SELECTED PASSAGE »

## Start

In addition to one or more of the features described above, or as
an alternative, in further embodiments a suction pressure hole
extends from the suction inlet to the second portion of the
chamber. The suction pressure hole is configured to apply a suction
pressure on a first exposed surface of the second section of the
piston. An intermediate pressure hole extends from a central
portion of the compression mechanism to the second portion of the
chamber. The intermediate pressure hole is configured to apply an
intermediate pressure on a second exposed surface of the second
section of the piston.
In addition to one or more of the features described above, or as
an alternative, in further embodiments the first exposed surface
has a first surface area generally equal to the difference in the
cross-sectional area of the second section of the piston and the
cross-sectional area of the third section of the piston and the
second exposed surface has a second surface area generally equal to
the difference in the cross-sectional area of the second section of
the piston and the cross-sectional area of the first section of the
piston.
In addition to one or more of the features described above, or as
an alternative, in further embodiments when the discharge pressure
is substantially greater than the suction pressure, the piston is
in a closed position.
In addition to one or more of the features described above, or as
an alternative, in further embodiments when the discharge pressure
and the suction pressure are minimally different, the piston is in
an open position.

## End

TASK INSTRUCTIONS » Extend the passage about the piston and its suction and discharge pressures by writing what comes next after its final sentence.

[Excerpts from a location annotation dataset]
## Start

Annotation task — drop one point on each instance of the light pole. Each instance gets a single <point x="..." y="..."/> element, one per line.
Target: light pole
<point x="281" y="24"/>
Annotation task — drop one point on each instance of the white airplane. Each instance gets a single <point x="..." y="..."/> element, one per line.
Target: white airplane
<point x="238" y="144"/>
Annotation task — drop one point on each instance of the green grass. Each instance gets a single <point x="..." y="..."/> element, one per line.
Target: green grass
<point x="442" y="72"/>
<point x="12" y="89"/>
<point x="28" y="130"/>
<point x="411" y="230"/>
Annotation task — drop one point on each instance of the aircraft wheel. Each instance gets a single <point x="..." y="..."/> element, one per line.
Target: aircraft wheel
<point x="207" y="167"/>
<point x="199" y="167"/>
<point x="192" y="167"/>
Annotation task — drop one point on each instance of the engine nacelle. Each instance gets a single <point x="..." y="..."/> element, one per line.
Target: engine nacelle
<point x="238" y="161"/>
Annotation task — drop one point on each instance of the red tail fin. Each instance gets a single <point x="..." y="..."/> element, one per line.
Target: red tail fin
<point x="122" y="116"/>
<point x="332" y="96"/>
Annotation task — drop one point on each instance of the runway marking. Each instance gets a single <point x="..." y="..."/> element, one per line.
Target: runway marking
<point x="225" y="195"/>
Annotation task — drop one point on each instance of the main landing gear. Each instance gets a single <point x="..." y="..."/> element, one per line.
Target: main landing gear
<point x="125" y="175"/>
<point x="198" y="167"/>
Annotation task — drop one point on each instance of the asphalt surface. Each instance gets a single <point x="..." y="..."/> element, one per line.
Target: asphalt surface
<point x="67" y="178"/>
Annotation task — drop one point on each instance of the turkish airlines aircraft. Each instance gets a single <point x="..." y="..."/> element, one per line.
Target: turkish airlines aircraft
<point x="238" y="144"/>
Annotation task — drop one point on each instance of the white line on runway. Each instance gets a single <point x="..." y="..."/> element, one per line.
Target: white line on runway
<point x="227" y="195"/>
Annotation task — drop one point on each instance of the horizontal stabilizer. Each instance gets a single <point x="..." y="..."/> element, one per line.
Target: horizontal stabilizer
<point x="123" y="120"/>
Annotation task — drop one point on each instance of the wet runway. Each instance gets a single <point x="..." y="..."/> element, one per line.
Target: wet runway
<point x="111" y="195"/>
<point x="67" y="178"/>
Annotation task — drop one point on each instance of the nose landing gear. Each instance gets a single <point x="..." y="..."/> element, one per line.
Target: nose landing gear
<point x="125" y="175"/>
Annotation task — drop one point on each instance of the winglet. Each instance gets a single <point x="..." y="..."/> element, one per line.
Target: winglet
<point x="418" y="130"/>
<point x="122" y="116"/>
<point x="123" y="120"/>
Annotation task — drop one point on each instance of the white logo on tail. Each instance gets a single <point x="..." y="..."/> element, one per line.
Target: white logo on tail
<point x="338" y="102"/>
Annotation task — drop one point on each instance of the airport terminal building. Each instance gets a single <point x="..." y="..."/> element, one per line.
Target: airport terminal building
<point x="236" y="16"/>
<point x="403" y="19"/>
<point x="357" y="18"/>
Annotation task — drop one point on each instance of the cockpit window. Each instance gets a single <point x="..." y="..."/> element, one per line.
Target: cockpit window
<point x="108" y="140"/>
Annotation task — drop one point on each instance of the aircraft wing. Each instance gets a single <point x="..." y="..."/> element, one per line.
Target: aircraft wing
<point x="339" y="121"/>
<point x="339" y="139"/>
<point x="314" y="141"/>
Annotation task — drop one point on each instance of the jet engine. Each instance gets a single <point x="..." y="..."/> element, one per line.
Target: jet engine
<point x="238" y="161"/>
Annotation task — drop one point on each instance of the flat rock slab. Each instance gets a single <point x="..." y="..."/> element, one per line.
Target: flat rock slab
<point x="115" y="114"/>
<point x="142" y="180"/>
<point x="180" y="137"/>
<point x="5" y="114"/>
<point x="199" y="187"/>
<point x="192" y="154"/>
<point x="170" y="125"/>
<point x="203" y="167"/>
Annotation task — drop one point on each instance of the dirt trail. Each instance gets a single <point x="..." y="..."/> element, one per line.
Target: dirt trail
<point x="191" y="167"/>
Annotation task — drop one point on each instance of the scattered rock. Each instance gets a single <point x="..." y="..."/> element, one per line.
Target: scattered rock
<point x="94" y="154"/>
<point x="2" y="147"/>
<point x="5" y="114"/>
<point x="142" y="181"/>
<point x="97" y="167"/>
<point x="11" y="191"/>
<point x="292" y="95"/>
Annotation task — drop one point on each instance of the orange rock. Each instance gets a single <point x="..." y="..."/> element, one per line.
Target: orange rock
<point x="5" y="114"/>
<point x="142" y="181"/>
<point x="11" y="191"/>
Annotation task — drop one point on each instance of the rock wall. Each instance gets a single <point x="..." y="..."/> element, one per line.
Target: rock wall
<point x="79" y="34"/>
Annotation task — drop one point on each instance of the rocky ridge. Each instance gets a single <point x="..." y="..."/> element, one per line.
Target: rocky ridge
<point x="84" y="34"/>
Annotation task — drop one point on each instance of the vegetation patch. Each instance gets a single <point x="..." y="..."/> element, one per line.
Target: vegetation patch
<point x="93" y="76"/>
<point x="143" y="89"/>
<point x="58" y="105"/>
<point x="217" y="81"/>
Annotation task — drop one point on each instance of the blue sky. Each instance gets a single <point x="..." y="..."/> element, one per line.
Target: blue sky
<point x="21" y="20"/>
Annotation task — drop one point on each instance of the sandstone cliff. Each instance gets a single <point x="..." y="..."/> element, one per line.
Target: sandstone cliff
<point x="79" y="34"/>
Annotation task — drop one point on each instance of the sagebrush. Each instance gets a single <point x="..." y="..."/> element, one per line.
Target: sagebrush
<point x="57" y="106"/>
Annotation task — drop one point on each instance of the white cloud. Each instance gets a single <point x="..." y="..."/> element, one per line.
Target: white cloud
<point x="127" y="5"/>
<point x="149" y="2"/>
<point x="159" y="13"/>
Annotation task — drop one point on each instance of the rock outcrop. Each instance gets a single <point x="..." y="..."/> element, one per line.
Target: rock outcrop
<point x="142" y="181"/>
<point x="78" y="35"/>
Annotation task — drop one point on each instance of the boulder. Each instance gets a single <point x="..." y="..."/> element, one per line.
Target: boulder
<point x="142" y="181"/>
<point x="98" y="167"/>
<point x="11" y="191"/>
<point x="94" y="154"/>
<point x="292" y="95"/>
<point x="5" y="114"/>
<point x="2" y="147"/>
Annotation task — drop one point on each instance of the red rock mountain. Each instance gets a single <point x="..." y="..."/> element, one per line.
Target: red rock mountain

## End

EXERCISE OUTPUT »
These and other advantages and features will become more apparent
from the following description taken in conjunction with the
drawings.
BRIEF DESCRIPTION OF THE DRAWINGS
The subject matter, which is regarded as the invention, is
particularly pointed out and distinctly claimed in the claims at
the conclusion of the specification. The foregoing and other
features, and advantages of the invention are apparent from the
following detailed description taken in conjunction with the
accompanying drawings in which:
FIG. 1 is a simplified cross-sectional view of a screw compressor
showing the discharge end and connections to the discharge
line;
FIG. 2 is a perspective cross-sectional view of a portion of the
compressor of FIG. 1 according to an embodiment of the
invention;
FIG. 3 is a cross-sectional view of a closed volume index valve of
a screw compressor according to an embodiment of the invention;
FIG. 4 is a cross-sectional view of an open volume index valve of a
screw compressor according to an embodiment of the invention;
FIG. 5 is a schematic diagram of the forces acting on the piston of
the volume index valve according to an embodiment of the
invention;
FIG. 6 is a perspective cross-sectional view of a closed volume
index valve according to an embodiment of the invention;
FIG. 7 is a perspective cross-sectional view of a closed volume
index valve according to another embodiment of the invention;
and
FIG. 8 is a perspective cross-sectional view of an open volume
index valve according to an embodiment of the invention.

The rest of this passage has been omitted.